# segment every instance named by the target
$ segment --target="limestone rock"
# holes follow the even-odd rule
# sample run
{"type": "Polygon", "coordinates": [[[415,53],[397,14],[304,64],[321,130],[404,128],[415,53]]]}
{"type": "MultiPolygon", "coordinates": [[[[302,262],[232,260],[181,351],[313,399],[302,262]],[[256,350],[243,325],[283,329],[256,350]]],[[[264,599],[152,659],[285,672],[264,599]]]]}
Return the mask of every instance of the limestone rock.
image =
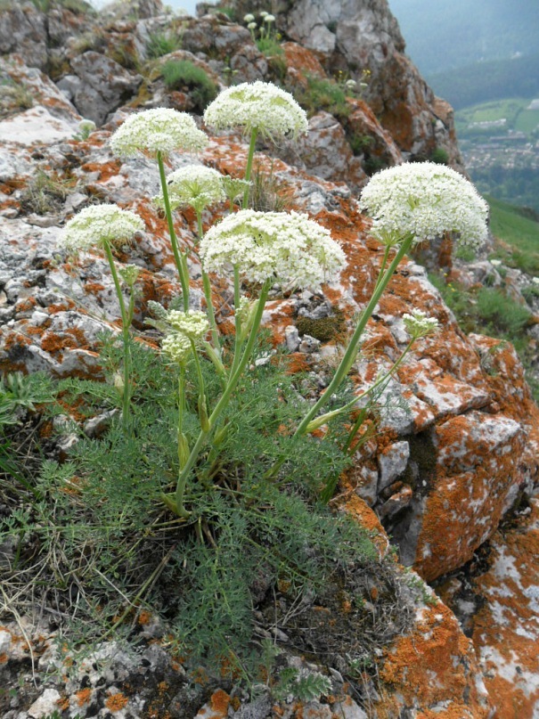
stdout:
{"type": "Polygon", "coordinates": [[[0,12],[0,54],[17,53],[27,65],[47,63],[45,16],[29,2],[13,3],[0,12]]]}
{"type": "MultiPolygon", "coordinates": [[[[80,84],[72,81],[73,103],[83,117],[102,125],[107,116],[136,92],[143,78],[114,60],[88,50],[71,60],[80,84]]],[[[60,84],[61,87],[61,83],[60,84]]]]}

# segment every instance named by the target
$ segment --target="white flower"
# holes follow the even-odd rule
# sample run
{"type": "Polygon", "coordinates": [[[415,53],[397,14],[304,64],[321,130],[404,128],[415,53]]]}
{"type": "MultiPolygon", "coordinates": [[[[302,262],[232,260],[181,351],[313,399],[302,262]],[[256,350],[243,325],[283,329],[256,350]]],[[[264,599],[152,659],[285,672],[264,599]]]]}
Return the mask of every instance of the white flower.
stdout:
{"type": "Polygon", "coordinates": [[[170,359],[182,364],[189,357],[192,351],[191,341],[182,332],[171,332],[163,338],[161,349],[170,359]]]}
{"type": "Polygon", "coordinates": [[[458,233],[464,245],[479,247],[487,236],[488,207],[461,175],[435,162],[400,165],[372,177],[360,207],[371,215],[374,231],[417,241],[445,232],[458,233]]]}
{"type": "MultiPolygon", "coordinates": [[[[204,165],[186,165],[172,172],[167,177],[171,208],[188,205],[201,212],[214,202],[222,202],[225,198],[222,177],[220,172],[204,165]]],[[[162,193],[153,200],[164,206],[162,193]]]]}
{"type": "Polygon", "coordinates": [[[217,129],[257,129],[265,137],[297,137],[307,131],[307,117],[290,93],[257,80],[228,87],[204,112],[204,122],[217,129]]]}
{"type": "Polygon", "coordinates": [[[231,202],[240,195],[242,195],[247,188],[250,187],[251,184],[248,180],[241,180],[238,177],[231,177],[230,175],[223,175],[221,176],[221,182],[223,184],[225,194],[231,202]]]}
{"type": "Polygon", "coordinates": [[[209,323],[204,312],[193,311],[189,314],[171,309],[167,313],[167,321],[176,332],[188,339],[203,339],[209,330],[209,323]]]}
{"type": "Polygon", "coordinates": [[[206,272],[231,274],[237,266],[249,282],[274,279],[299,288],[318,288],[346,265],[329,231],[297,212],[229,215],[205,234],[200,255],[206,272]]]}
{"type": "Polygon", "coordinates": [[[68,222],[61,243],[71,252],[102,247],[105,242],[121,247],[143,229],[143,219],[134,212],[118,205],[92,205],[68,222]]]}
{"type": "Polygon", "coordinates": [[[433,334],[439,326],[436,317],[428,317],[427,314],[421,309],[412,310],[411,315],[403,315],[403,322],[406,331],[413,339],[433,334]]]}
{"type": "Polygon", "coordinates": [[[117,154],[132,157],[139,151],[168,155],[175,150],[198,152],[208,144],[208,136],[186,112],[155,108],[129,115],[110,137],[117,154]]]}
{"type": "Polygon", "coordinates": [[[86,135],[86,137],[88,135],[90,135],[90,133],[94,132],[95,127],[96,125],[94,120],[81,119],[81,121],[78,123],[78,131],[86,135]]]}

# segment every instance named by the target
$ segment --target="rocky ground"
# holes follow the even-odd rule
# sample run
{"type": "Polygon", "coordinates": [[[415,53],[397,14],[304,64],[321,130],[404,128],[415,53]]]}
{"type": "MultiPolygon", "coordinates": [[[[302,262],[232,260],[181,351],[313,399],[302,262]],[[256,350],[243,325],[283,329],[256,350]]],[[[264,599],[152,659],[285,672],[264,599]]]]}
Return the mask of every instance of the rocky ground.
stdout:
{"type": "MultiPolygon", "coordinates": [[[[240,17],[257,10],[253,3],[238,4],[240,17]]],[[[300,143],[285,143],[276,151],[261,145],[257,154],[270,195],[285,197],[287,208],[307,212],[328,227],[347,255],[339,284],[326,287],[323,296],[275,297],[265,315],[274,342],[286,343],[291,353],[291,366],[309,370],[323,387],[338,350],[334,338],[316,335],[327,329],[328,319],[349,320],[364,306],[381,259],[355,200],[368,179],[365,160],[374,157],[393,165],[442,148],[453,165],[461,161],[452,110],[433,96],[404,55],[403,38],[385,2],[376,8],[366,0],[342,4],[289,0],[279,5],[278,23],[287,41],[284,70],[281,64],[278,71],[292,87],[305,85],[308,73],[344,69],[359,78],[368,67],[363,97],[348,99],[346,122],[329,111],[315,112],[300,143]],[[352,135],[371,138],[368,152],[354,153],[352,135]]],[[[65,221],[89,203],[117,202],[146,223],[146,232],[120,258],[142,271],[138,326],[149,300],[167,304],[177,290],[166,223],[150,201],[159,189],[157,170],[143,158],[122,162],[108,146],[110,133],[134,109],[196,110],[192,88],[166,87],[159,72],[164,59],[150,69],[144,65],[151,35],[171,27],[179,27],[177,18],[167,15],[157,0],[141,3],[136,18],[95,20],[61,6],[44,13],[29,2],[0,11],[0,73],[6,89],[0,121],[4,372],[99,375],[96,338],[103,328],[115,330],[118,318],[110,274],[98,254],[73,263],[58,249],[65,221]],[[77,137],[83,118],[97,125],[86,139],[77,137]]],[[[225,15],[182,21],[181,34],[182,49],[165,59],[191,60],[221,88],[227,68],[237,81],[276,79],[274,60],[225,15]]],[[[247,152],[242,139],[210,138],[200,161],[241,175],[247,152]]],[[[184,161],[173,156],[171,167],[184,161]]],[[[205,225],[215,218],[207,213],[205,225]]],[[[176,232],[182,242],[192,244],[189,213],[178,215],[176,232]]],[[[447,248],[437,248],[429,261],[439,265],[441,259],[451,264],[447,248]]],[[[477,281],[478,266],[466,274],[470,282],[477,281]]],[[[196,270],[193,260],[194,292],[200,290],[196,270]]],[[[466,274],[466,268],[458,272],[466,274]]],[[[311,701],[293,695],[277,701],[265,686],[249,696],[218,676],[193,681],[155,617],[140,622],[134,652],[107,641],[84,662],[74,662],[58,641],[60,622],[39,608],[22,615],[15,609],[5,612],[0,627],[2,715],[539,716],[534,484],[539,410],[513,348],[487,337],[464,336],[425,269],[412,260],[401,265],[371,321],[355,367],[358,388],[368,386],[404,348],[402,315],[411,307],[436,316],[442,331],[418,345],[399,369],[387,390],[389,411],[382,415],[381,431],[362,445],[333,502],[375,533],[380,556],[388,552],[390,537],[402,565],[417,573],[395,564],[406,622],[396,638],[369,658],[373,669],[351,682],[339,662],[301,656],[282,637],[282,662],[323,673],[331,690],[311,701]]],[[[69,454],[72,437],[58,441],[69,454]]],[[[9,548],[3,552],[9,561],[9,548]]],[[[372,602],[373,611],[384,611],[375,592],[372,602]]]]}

◇ ◇ ◇ ◇

■ What is needed: Take the listing above and print it exactly, apart from the pictures.

■ Final result:
# segment every instance named by the target
$ segment --target="limestone rock"
# holes follow the even-odd rule
# sample run
{"type": "Polygon", "coordinates": [[[415,53],[397,14],[304,64],[321,130],[404,128],[415,53]]]}
{"type": "MultiPolygon", "coordinates": [[[[302,262],[232,260],[181,351],[313,399],[302,262]],[[256,350],[243,325],[283,329],[256,350]]],[[[264,599],[152,659],[285,672],[264,599]]]]}
Return the mask of every instance of the limestone rock.
image =
stdout:
{"type": "Polygon", "coordinates": [[[0,12],[0,54],[17,53],[27,65],[47,63],[45,16],[29,2],[13,3],[0,12]]]}
{"type": "MultiPolygon", "coordinates": [[[[80,84],[72,81],[73,103],[83,117],[102,125],[107,116],[136,92],[143,78],[114,60],[88,50],[71,60],[80,84]]],[[[60,84],[61,87],[61,83],[60,84]]]]}

# segment every instance named by the target
$ segment --target="white flower"
# holes follow the even-odd rule
# sample run
{"type": "Polygon", "coordinates": [[[415,53],[397,14],[304,64],[321,130],[404,128],[415,53]]]}
{"type": "MultiPolygon", "coordinates": [[[[302,262],[232,260],[181,351],[313,399],[302,262]],[[256,350],[243,325],[283,329],[256,350]]],[[[264,599],[152,659],[285,672],[264,599]]]]}
Return the mask of every instance of the white flower.
stdout:
{"type": "Polygon", "coordinates": [[[170,359],[182,364],[189,357],[192,351],[191,341],[182,332],[171,332],[163,338],[161,349],[170,359]]]}
{"type": "Polygon", "coordinates": [[[458,233],[464,245],[479,247],[487,236],[488,207],[461,175],[435,162],[400,165],[372,177],[360,207],[371,215],[374,231],[417,241],[445,232],[458,233]]]}
{"type": "MultiPolygon", "coordinates": [[[[204,165],[186,165],[172,172],[167,177],[171,208],[188,205],[201,212],[214,202],[222,202],[225,198],[222,177],[220,172],[204,165]]],[[[162,193],[153,200],[164,206],[162,193]]]]}
{"type": "Polygon", "coordinates": [[[217,129],[257,129],[265,137],[297,137],[307,131],[307,117],[290,93],[257,80],[228,87],[204,112],[204,122],[217,129]]]}
{"type": "Polygon", "coordinates": [[[231,202],[240,195],[242,195],[247,188],[250,187],[251,184],[248,180],[241,180],[238,177],[231,177],[230,175],[223,175],[221,176],[221,182],[223,184],[225,194],[231,202]]]}
{"type": "Polygon", "coordinates": [[[209,323],[204,312],[193,311],[189,314],[171,309],[167,313],[167,321],[176,332],[188,339],[203,339],[209,330],[209,323]]]}
{"type": "Polygon", "coordinates": [[[206,272],[231,274],[237,266],[249,282],[274,279],[299,288],[318,288],[346,265],[329,231],[297,212],[229,215],[205,234],[200,255],[206,272]]]}
{"type": "Polygon", "coordinates": [[[68,222],[61,243],[71,252],[102,247],[105,242],[121,247],[143,229],[143,219],[134,212],[118,205],[92,205],[68,222]]]}
{"type": "Polygon", "coordinates": [[[433,334],[439,326],[436,317],[428,317],[427,314],[421,309],[412,310],[411,315],[403,315],[403,322],[406,331],[413,339],[433,334]]]}
{"type": "Polygon", "coordinates": [[[117,154],[132,157],[139,151],[168,155],[175,150],[198,152],[208,144],[208,136],[186,112],[155,108],[129,115],[110,137],[117,154]]]}
{"type": "Polygon", "coordinates": [[[86,135],[86,137],[88,135],[90,135],[90,133],[94,132],[95,127],[96,125],[94,120],[81,119],[81,121],[78,123],[78,131],[86,135]]]}

# segment every instance named by the target
$ segment --target="rocky ground"
# holes follow the even-odd rule
# sample run
{"type": "Polygon", "coordinates": [[[415,53],[397,14],[304,64],[321,130],[404,128],[415,53]]]}
{"type": "MultiPolygon", "coordinates": [[[[302,262],[232,260],[181,351],[313,399],[302,262]],[[256,350],[243,325],[283,329],[256,350]]],[[[264,599],[152,659],[285,672],[264,599]]]]}
Return the mask of every instance of the rocky ground.
stdout:
{"type": "MultiPolygon", "coordinates": [[[[240,17],[257,10],[253,3],[238,4],[240,17]]],[[[300,143],[285,143],[276,151],[261,145],[257,154],[270,195],[285,197],[287,208],[307,212],[328,227],[347,255],[339,284],[326,287],[323,296],[275,297],[265,315],[274,342],[286,343],[291,353],[291,366],[309,370],[323,387],[338,350],[334,338],[316,335],[327,329],[328,319],[349,320],[364,306],[381,259],[355,200],[368,179],[365,160],[374,157],[393,165],[442,148],[453,165],[461,161],[452,110],[433,96],[404,55],[403,38],[385,2],[376,8],[366,0],[342,4],[289,0],[279,5],[278,23],[287,41],[284,70],[281,64],[278,71],[292,87],[305,85],[308,73],[344,69],[359,78],[368,67],[363,97],[348,99],[346,122],[329,111],[315,112],[300,143]],[[352,135],[371,138],[368,152],[354,153],[352,135]]],[[[65,221],[89,203],[117,202],[146,223],[146,232],[120,258],[142,271],[138,326],[149,300],[167,304],[177,290],[166,223],[150,201],[159,189],[157,170],[143,158],[122,162],[108,146],[110,133],[134,109],[196,110],[192,88],[166,87],[159,72],[164,59],[150,69],[144,65],[151,35],[171,27],[179,27],[177,18],[167,15],[157,0],[141,3],[136,18],[95,20],[61,6],[44,13],[29,2],[0,11],[0,73],[6,89],[0,121],[4,372],[99,375],[96,338],[103,328],[115,330],[118,318],[110,274],[98,254],[73,263],[58,249],[65,221]],[[77,137],[83,118],[97,125],[86,139],[77,137]]],[[[225,15],[182,21],[181,34],[182,49],[165,59],[191,60],[221,88],[227,68],[237,81],[276,79],[274,60],[225,15]]],[[[247,152],[242,139],[210,138],[200,161],[241,175],[247,152]]],[[[184,161],[173,156],[171,167],[184,161]]],[[[205,225],[215,218],[207,213],[205,225]]],[[[176,232],[182,242],[192,244],[189,213],[178,215],[176,232]]],[[[447,248],[437,248],[429,261],[439,265],[441,259],[451,264],[447,248]]],[[[477,281],[478,266],[466,274],[470,282],[477,281]]],[[[196,270],[193,260],[194,292],[200,290],[196,270]]],[[[466,274],[466,268],[458,272],[466,274]]],[[[311,701],[293,695],[277,701],[265,686],[249,696],[218,676],[193,681],[155,617],[140,622],[134,652],[107,641],[84,662],[74,662],[58,641],[60,622],[39,608],[22,615],[15,609],[5,612],[0,627],[2,715],[539,716],[534,484],[539,410],[513,348],[487,337],[464,336],[425,269],[412,260],[401,265],[371,321],[355,367],[358,388],[368,386],[404,348],[402,315],[411,307],[436,316],[442,331],[418,345],[399,369],[387,390],[389,411],[382,415],[381,431],[362,445],[333,502],[375,533],[380,556],[388,552],[390,537],[402,565],[417,573],[395,564],[406,622],[396,638],[369,658],[373,669],[351,682],[339,662],[301,656],[282,637],[282,662],[323,673],[331,690],[311,701]]],[[[69,454],[72,437],[58,441],[69,454]]],[[[9,548],[3,552],[9,561],[9,548]]],[[[372,602],[373,611],[384,611],[375,592],[372,602]]]]}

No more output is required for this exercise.